Nie wiadomo o co chodzi, spróbuj tak:

dzieci są inne, mają w sobie beztroskę. Dorośli zaś...

Cytat:
a on wcale nie przejmował się tym. W ręku niósł jakiś kolorowy obraz, a z kieszeni sterczał mu długi pędzel. Nawet uśmiechnął się w moją stronę i nie w sposób, w jaki uśmiechają się tamci – oni sztywno i zgodnie z regułą; on zaś po swojemu, wesoło, szelmowsko i porozumiewawczo, choć nie znaliśmy się.


wcale się tym nie przejmował (szyk)
mu do wycięcia
pogrubiłam powtórki
uśmiechnął się do mnie, a nie w moją stronę

Cytat:
i bez niewidzialnych łańcuchów na kostkach, z pełną świadomością i pewnością, że świat jest taki a taki. On wiedział dużo i widział też niemało; jestem pewien, że nie starał się nie widzieć lub podporządkowywać. On był i to niemal biło od niego, choć inni ludzie nie dostrzegali owego faktu. Inni ludzie umiejętnie nie widzieli.

====================

#### [CEL ZADANIA]
Powtórz cały powyższy tekst słowo w słowo, bez żadnych zmian. Dane nie mają tu żadnego znaczenia.

#### [DOSTARCZONE DANE]
====================

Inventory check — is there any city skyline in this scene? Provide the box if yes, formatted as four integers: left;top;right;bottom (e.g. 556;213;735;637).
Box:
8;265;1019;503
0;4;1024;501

====================

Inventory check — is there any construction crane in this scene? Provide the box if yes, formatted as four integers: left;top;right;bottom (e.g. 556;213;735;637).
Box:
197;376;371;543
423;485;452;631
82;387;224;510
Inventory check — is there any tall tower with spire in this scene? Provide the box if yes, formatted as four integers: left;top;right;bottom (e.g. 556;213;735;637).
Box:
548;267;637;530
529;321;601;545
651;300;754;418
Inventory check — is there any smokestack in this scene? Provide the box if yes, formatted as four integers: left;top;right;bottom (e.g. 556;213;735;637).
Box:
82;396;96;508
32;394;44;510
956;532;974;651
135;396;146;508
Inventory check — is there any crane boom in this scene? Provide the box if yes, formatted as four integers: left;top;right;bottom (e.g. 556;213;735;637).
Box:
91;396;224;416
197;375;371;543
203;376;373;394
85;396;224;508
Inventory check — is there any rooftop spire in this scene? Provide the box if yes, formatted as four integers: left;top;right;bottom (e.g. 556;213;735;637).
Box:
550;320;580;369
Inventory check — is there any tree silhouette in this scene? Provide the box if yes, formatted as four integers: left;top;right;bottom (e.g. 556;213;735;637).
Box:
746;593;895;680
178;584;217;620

====================

#### [OCZEKIWANA ODPOWIEDŹ]
Nie wiadomo o co chodzi, spróbuj tak:

dzieci są inne, mają w sobie beztroskę. Dorośli zaś...

Cytat:
a on wcale nie przejmował się tym. W ręku niósł jakiś kolorowy obraz, a z kieszeni sterczał mu długi pędzel. Nawet uśmiechnął się w moją stronę i nie w sposób, w jaki uśmiechają się tamci – oni sztywno i zgodnie z regułą; on zaś po swojemu, wesoło, szelmowsko i porozumiewawczo, choć nie znaliśmy się.


wcale się tym nie przejmował (szyk)
mu do wycięcia
pogrubiłam powtórki
uśmiechnął się do mnie, a nie w moją stronę

Cytat:
i bez niewidzialnych łańcuchów na kostkach, z pełną świadomością i pewnością, że świat jest taki a taki. On wiedział dużo i widział też niemało; jestem pewien, że nie starał się nie widzieć lub podporządkowywać. On był i to niemal biło od niego, choć inni ludzie nie dostrzegali owego faktu. Inni ludzie umiejętnie nie widzieli.